#### [Provided text]
====
Tuesday, November 29, 2011

Guest Post: Reading "Rules"

Everywhere one looks, it seems that bookstores are closing or becoming caf├ęs, or that they are selling things other than books:  book things, but not books themselves.    There is a constant lament from booksellers, publishers, writers and the media about the death of the book, the end of reading.  These lamenters tell us we prefer video and film and interactive games and books on tape to actually reading silently to ourselves.

Most recently, this sentiment was expressed on the cover of the NEW YORKER – one of several they’ve published in recent years heralding the end of book selling, book reading, and book buying as we know it.  (Not funny!)


But if you were to spend a little time “surfing” the web, you would be forgiven for thinking that the naysayers are not paying sufficient attention.  There are thousands of books sites on the web.  Practically anyone who reads puts up a blog about their book likes and dislikes; there are book review sites in which books are reviewed by committee; there are book discussion sites; book club sites; book seller sites; book author sites; “modern” book sites; “classic” book sites; science-fiction book sites; mystery book sites; chick-lit book sites; book-a-day sites; library sites; and even book sites which review other book sites!

It is daunting.
====
#### [Objectives]
1. Write out the records word for word, starting with their first line and going on through the line with "71 175 127 192". Leave the pictures out of your copy.
2. Extend the guest post on reading and book sites, picking up after its last sentence.
The blog post and the records have nothing to do with each other.
====
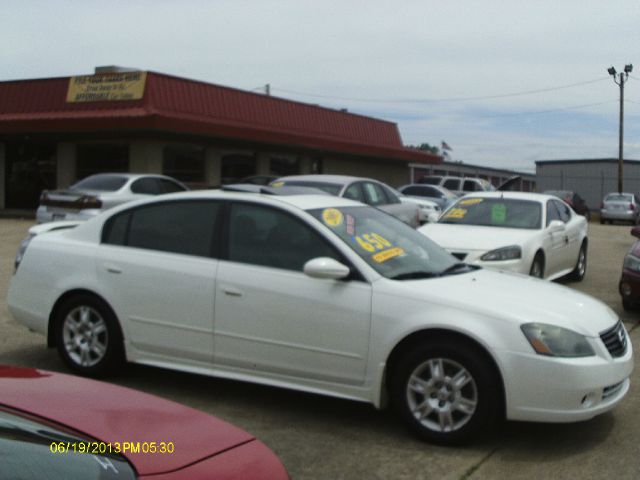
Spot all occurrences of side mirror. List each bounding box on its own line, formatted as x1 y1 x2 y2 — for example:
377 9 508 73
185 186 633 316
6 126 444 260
549 220 564 232
303 257 351 280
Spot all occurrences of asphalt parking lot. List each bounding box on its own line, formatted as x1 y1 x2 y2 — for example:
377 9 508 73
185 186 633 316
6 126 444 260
0 219 640 480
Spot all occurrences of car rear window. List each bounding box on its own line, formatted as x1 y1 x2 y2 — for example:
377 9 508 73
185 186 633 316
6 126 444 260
604 193 633 202
271 180 342 196
71 175 127 192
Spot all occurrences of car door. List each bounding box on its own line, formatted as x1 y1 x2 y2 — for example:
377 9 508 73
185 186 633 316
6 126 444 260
544 200 569 277
553 200 582 268
96 200 221 365
214 202 371 384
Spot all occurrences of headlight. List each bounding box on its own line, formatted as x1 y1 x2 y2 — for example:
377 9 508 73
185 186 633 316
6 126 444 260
480 245 522 262
623 253 640 272
13 233 35 273
520 323 595 357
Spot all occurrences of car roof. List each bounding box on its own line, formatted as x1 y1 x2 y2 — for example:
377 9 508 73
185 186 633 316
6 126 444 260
460 192 560 202
276 174 378 185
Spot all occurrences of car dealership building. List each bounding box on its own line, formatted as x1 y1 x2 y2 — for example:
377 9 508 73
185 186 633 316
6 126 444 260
0 67 442 209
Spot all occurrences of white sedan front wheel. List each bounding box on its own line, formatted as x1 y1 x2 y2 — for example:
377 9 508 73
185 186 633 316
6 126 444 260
391 342 499 445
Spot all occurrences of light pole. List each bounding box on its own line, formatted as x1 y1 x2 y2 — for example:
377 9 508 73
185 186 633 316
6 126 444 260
607 64 633 193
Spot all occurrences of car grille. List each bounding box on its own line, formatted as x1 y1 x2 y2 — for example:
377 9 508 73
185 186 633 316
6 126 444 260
600 320 627 357
602 380 624 400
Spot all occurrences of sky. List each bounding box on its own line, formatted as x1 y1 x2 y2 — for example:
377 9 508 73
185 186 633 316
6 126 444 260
0 0 640 172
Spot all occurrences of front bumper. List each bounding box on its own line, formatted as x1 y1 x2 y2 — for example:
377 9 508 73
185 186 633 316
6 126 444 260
501 328 633 422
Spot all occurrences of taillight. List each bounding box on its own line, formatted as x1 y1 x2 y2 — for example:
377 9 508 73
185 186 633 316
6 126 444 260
78 195 102 210
13 233 35 273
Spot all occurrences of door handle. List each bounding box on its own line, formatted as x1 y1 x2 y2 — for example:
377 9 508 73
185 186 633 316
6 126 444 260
104 263 122 274
222 287 244 297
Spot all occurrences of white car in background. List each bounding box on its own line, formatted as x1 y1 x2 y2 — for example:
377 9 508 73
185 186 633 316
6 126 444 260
36 173 188 223
7 189 633 444
389 187 442 225
419 192 588 280
270 175 422 228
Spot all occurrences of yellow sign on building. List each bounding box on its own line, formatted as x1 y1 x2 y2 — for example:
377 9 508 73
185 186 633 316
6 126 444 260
67 72 147 103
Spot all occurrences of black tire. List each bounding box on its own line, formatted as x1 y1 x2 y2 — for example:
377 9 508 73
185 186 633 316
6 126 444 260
54 294 124 377
529 252 544 278
569 242 587 282
390 341 502 445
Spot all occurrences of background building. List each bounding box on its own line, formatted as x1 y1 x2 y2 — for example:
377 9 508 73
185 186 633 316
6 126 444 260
409 162 536 192
0 67 441 209
536 158 640 210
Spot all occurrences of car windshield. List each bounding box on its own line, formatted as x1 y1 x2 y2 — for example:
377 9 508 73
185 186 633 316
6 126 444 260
271 180 342 196
309 206 474 280
70 175 127 192
438 197 542 229
0 408 136 480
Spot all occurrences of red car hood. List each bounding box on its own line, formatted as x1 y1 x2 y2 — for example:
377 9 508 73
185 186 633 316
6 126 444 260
0 365 254 475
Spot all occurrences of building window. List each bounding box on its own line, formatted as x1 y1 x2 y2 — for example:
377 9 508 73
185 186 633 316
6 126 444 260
76 143 129 180
221 154 256 185
162 145 206 185
269 157 300 177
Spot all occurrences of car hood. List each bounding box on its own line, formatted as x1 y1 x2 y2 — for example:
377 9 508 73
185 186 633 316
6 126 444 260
0 365 254 475
393 269 618 337
418 223 539 251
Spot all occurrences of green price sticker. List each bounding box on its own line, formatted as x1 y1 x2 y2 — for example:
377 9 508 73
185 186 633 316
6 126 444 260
491 203 507 224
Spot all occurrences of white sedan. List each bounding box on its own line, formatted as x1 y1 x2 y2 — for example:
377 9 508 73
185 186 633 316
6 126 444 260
419 192 588 280
8 191 633 444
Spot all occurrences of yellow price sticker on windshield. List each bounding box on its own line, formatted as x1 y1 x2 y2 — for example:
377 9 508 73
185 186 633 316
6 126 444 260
444 208 467 218
458 198 482 205
353 233 392 253
322 208 344 228
371 247 404 263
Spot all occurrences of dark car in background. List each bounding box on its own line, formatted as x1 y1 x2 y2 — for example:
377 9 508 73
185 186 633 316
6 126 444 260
542 190 591 220
618 227 640 311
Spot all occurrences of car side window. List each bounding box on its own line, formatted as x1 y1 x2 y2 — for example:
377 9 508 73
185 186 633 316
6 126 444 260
228 203 343 272
158 178 185 193
378 185 400 204
362 182 387 207
553 200 571 223
462 180 480 192
102 200 221 257
442 178 460 190
343 182 365 203
131 178 161 195
547 200 561 227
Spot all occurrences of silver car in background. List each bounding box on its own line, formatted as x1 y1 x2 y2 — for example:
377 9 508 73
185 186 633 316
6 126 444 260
271 175 423 228
36 173 188 223
600 192 640 225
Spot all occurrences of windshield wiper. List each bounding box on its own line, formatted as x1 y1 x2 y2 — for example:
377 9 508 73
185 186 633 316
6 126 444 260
438 262 476 277
390 270 440 280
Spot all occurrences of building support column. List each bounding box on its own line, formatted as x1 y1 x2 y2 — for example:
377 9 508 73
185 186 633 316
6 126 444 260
0 143 7 209
56 142 77 188
204 147 222 188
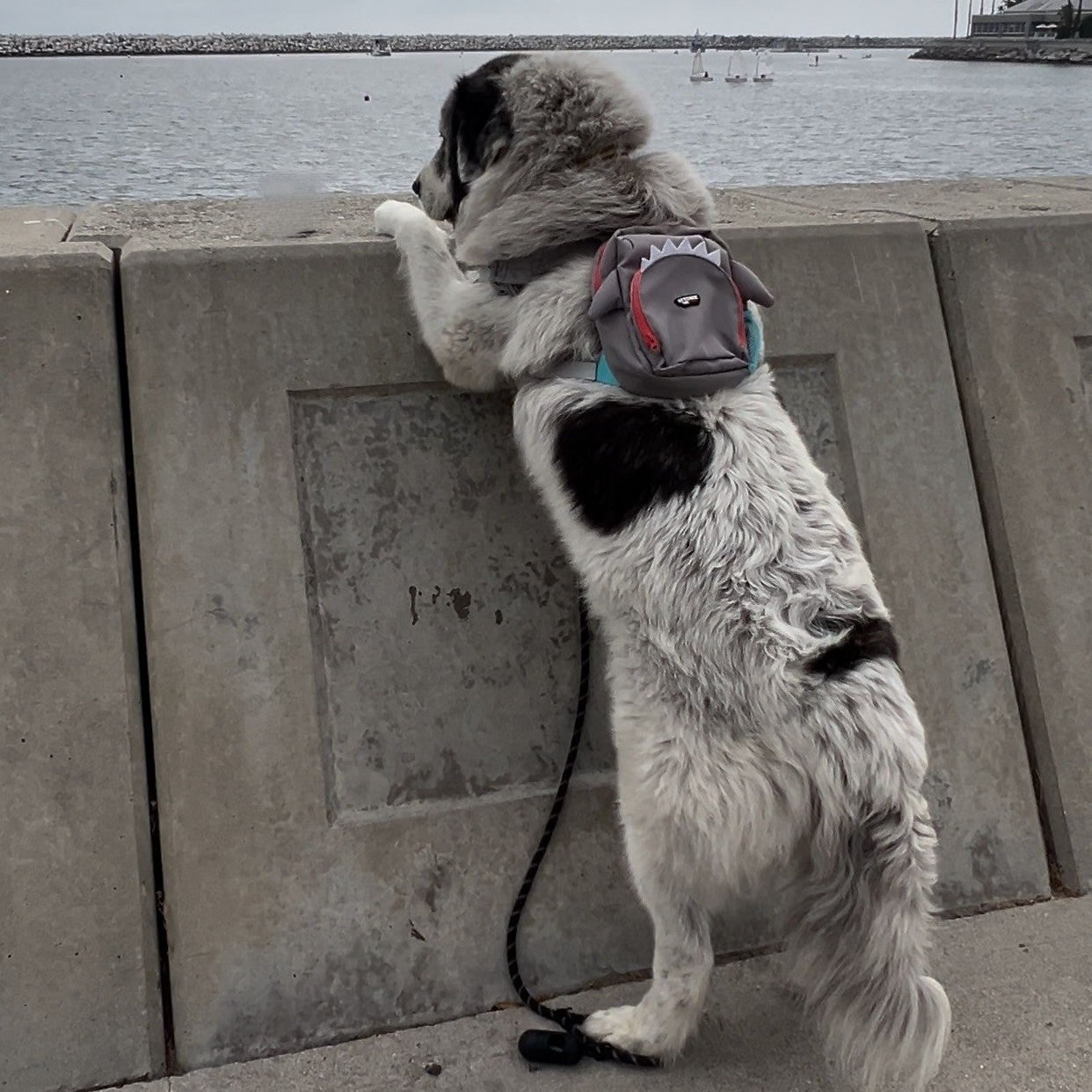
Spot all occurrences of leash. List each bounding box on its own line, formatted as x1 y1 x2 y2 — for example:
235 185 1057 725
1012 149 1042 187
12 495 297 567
506 595 660 1068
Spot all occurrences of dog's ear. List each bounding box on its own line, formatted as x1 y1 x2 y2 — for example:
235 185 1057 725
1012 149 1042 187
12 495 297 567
452 54 523 181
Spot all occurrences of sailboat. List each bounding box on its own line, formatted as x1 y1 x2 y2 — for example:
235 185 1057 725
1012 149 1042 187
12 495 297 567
690 49 713 83
724 50 750 83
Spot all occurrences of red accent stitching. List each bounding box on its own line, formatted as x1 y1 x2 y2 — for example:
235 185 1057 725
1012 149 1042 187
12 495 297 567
728 275 754 353
629 270 659 353
592 240 609 295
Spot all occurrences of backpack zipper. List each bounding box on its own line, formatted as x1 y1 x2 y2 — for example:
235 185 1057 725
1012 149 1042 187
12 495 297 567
629 270 660 353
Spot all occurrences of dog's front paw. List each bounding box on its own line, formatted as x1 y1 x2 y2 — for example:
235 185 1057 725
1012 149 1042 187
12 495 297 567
375 201 432 238
581 1002 700 1061
581 1005 663 1055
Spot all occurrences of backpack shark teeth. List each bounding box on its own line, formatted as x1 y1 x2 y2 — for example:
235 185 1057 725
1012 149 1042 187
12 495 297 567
641 239 721 271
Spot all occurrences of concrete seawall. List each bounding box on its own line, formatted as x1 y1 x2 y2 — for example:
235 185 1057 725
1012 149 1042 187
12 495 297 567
0 179 1092 1092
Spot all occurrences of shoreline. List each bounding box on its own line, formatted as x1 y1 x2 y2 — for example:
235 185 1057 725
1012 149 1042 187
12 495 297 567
911 38 1092 66
0 34 937 58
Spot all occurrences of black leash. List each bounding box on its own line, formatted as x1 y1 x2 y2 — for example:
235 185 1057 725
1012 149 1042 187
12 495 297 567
506 596 659 1068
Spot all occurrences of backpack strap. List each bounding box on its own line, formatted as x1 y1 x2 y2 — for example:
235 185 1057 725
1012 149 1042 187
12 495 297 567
484 239 601 296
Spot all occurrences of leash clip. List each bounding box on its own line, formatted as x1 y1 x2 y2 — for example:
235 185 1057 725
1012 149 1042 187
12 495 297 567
519 1028 584 1066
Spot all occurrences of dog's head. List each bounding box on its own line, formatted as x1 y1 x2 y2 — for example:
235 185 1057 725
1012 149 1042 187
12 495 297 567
412 54 651 222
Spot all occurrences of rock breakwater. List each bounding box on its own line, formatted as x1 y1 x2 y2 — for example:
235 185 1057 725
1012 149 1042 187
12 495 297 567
0 34 933 57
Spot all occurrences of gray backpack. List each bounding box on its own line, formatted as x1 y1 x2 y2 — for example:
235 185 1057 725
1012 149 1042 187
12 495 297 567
587 227 773 398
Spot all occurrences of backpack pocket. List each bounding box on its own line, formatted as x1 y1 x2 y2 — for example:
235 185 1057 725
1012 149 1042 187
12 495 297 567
627 253 749 376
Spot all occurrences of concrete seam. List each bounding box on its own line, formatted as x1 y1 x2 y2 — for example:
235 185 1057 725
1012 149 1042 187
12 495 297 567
113 243 179 1075
929 225 1079 895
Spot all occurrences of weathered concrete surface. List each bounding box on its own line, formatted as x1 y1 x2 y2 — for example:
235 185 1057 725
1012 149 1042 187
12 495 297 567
935 216 1092 890
121 222 1047 1067
151 899 1092 1092
0 207 76 250
69 178 1092 247
0 244 163 1092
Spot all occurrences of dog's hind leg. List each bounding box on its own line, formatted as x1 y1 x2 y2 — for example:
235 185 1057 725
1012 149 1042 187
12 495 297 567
789 773 951 1092
583 855 713 1059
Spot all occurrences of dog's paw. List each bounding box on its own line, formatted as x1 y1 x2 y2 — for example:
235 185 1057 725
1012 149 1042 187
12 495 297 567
581 1005 666 1056
375 201 432 238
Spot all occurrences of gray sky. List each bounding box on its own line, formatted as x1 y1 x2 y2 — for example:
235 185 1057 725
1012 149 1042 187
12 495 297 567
0 0 973 35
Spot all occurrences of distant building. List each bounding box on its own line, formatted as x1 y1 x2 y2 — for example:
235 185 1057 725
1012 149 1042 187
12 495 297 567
971 0 1065 38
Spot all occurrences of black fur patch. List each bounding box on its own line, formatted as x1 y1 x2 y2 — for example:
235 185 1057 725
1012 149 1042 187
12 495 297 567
554 401 713 534
444 54 527 222
806 618 899 678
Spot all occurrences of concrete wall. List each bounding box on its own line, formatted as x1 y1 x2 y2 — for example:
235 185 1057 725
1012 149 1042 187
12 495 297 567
0 180 1092 1090
935 216 1092 891
0 247 164 1092
113 215 1048 1067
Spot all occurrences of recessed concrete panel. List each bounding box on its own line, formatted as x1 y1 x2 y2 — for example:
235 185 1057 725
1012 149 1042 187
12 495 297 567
121 224 1046 1068
292 391 609 816
935 216 1092 890
0 244 163 1092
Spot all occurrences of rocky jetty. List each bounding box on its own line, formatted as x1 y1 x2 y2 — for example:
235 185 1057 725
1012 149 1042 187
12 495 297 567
0 34 933 57
913 38 1092 64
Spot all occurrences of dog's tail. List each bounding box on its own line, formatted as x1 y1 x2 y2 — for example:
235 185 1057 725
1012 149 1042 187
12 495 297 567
789 793 951 1092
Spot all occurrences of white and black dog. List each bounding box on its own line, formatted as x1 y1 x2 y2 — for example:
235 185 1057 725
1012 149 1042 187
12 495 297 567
375 55 950 1090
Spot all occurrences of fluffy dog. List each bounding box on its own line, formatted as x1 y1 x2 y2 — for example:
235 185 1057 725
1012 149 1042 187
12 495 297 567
375 55 950 1090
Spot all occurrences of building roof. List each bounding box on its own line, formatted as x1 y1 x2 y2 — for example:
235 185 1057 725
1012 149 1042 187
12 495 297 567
997 0 1065 12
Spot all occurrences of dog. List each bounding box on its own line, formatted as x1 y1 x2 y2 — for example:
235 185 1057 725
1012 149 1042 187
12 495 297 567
375 55 951 1090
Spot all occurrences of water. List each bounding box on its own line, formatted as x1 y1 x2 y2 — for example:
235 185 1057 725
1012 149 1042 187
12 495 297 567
0 51 1092 205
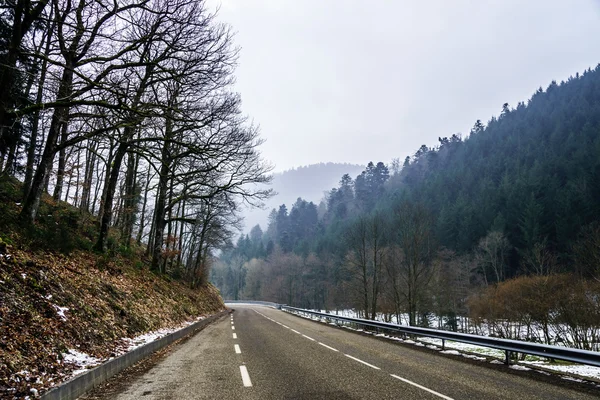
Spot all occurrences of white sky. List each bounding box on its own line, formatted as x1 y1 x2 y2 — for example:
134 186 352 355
208 0 600 171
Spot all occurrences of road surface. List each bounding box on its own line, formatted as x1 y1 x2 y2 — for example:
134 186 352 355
85 305 600 400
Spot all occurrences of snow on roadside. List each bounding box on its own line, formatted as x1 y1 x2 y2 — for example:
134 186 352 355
52 304 69 321
521 361 600 379
61 314 206 377
290 310 600 381
62 349 102 376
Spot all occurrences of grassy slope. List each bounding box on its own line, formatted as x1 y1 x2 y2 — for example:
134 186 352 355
0 180 224 398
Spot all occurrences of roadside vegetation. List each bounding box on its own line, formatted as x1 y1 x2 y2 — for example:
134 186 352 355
211 66 600 350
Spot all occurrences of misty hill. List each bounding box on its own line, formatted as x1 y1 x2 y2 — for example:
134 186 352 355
244 162 364 232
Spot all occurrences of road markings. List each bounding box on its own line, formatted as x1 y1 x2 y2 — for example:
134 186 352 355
318 342 339 351
344 354 381 369
301 333 316 342
240 365 252 387
390 374 454 400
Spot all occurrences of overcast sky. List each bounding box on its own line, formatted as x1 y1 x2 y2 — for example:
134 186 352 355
208 0 600 171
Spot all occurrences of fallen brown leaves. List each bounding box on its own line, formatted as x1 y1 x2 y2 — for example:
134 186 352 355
0 246 224 399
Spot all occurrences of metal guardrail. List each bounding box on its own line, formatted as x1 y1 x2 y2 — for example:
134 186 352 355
281 305 600 367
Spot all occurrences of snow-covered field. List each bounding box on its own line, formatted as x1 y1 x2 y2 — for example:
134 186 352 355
304 310 600 380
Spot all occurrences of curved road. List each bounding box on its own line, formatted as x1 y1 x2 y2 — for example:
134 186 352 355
89 305 600 400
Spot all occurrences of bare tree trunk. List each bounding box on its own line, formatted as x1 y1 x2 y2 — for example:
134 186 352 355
94 142 129 252
136 166 151 245
52 119 69 201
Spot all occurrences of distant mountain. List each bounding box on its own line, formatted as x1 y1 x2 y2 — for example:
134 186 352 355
243 162 365 232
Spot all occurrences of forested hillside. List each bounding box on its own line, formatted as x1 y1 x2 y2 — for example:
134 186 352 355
242 163 364 232
213 66 600 338
0 0 270 398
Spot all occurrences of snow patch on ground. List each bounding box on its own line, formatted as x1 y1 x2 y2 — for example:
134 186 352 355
123 317 205 352
59 316 206 377
440 350 460 356
63 349 102 376
522 361 600 379
508 364 531 371
52 304 69 321
290 310 600 382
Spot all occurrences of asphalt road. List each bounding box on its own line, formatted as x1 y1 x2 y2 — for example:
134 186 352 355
94 305 600 400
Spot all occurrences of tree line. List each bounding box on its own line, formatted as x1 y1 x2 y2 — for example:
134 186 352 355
213 66 600 346
0 0 270 285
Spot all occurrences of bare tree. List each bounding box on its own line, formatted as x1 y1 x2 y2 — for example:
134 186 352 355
394 202 436 325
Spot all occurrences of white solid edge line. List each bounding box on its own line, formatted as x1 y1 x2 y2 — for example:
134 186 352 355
318 342 339 351
390 374 454 400
240 365 252 387
344 354 381 369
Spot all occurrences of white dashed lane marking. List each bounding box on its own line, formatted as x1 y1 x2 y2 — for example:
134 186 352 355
240 365 252 387
390 374 454 400
319 342 339 351
251 310 454 400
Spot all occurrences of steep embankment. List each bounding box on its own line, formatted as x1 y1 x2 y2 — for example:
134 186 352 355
0 180 224 398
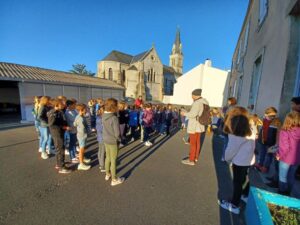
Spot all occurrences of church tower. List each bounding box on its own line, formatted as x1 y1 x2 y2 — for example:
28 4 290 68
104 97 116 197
169 28 183 74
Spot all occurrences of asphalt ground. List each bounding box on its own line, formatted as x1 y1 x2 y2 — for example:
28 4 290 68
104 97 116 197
0 126 298 225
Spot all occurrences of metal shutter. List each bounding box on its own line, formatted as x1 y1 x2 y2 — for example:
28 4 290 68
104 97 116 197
64 86 79 100
45 84 63 98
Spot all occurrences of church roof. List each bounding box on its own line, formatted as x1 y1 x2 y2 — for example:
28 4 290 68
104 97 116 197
102 50 133 64
0 62 124 89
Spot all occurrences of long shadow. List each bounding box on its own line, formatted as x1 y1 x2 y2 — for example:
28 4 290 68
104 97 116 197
117 131 177 179
212 135 245 225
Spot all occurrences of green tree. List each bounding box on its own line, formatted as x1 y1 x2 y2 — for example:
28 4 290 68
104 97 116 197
69 63 95 76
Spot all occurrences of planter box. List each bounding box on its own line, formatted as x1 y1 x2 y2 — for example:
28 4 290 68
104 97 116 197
246 187 300 225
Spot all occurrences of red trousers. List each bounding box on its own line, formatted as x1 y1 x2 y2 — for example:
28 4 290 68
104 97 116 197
190 133 201 162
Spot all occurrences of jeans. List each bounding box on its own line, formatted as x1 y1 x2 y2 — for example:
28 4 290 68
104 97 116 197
69 133 77 159
279 161 297 192
256 142 273 168
231 164 250 206
40 127 52 152
105 144 118 180
98 143 105 169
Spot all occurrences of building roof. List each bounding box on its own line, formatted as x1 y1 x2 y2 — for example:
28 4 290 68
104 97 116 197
101 50 133 64
0 62 124 89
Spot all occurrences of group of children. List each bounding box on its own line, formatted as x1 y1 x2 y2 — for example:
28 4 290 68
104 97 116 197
32 96 180 186
211 97 300 214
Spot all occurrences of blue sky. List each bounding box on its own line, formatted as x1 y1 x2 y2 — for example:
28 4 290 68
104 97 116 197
0 0 248 72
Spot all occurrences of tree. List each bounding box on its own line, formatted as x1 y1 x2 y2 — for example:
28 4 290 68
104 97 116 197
69 63 95 76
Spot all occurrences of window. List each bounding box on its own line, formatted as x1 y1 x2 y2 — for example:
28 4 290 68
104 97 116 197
248 56 262 110
258 0 268 25
108 68 113 80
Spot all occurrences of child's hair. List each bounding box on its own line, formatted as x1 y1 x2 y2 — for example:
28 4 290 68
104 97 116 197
104 98 118 113
40 96 51 105
281 112 300 130
118 102 125 110
223 106 249 133
76 104 86 112
229 115 252 137
265 107 277 116
227 97 237 105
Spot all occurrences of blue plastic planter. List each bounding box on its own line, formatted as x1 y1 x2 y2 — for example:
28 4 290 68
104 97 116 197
246 187 300 225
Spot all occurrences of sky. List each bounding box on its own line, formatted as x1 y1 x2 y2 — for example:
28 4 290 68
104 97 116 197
0 0 248 72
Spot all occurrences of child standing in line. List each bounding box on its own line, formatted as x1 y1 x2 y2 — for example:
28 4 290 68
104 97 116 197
102 98 125 186
143 104 153 147
65 100 79 163
47 99 71 174
96 107 105 173
276 112 300 195
37 96 52 159
129 106 138 141
139 104 144 142
74 104 91 170
165 104 173 135
218 112 255 214
255 107 281 173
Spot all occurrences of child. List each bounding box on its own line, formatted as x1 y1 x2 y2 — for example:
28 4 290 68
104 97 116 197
37 96 52 159
276 112 300 195
165 104 173 135
129 106 138 141
218 110 255 214
143 104 153 147
74 104 91 170
96 107 105 173
255 107 281 173
47 99 71 174
32 96 42 152
65 100 79 163
102 98 125 186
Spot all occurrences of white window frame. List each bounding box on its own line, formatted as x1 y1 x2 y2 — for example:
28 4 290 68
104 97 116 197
258 0 269 25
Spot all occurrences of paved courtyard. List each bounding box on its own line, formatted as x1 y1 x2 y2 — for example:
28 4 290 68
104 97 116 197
0 126 296 225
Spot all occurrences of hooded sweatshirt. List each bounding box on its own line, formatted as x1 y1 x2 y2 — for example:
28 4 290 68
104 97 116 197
277 127 300 165
102 112 121 145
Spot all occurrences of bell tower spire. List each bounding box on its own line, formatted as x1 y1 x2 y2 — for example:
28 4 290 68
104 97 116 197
169 27 183 74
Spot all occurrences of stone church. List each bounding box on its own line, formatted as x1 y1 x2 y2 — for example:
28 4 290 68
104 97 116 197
97 30 183 102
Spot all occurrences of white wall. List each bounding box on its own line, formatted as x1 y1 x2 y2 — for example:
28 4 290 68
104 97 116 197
168 61 228 107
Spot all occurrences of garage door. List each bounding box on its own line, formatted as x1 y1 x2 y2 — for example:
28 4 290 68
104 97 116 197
45 84 63 98
64 86 79 100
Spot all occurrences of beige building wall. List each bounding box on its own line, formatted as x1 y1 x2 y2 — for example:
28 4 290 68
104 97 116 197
229 0 300 116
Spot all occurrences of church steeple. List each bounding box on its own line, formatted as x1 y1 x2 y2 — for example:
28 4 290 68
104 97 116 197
169 28 183 74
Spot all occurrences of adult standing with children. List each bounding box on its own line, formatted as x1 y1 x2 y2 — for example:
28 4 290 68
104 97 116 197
181 89 209 166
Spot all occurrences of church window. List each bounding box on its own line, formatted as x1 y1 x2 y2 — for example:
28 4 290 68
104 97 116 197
108 68 113 80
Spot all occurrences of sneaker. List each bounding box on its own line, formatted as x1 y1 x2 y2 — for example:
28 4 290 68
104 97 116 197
181 159 195 166
145 141 153 147
71 158 79 163
77 163 91 170
99 166 106 173
105 174 111 181
58 168 71 174
241 195 248 204
83 158 91 163
111 177 125 186
218 200 240 214
41 152 49 159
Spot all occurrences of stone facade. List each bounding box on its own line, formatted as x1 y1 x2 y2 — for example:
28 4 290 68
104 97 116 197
97 30 183 102
228 0 300 118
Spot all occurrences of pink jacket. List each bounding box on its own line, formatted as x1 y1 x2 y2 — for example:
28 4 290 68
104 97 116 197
278 127 300 165
143 109 153 127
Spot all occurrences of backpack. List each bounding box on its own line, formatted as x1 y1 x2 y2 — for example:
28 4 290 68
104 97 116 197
197 103 211 126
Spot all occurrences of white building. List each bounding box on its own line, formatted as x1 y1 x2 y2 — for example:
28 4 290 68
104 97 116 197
164 60 229 107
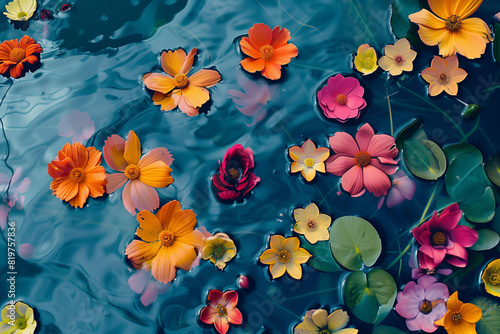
====
#### [The answers]
1.
Spot all occurrences of side mirror. List each bounding box on its own line, formatted as x1 y1 x2 y2 — for example:
377 9 508 73
185 186 633 316
6 126 444 260
549 220 564 232
303 257 351 280
Spot all occurrences of asphalt parking lot. List each bounding box on its own line, formatted as x1 y1 x2 y2 — for example:
377 9 508 73
185 186 633 316
6 126 444 260
0 219 640 480
Spot all occurrences of car rear window. List each bounding box on its own line, formatted as x1 y1 x2 y2 — for example:
377 9 508 73
185 186 633 316
6 126 444 260
604 193 633 202
271 180 342 196
71 175 127 192

2.
I said in my very first post, What I'm Planning More or Less..., that I am a very slow reader, and that I couldn’t possibly read all that there is to read, let alone all that I want to read!  Even dipping into these book sites takes more time than I can comfortably manage!

But help has come my way….

Since 1985, Judy Pollock – a close friend of mine for more years than I care to mention! – has been president of Language at Work,  a communication skills training company.  Judy has been a reading teacher, a professional actor, and a public speaker; and she has designed many courses that help others communicate more easily and confidently.  Her clients range from private individuals to businesses and government agencies.

But Judy has had a “hands-off” policy when it came to her friends, and it is only since I began this blog and have been whining to her about my slow reading that she has finally come to my rescue.  While I can’t say that I am now a speed-reader, I can say that I read much faster than I did only a few months ago.

I am posting here one of the things she sent me that I found helpful; I hope it helps those other slow readers out there, as well as those who want to supplement their reading skills.  If you have questions about her post or other communication concerns, you can email Judy directly; or check out her web blog to see what else she has to offer.

Happy reading!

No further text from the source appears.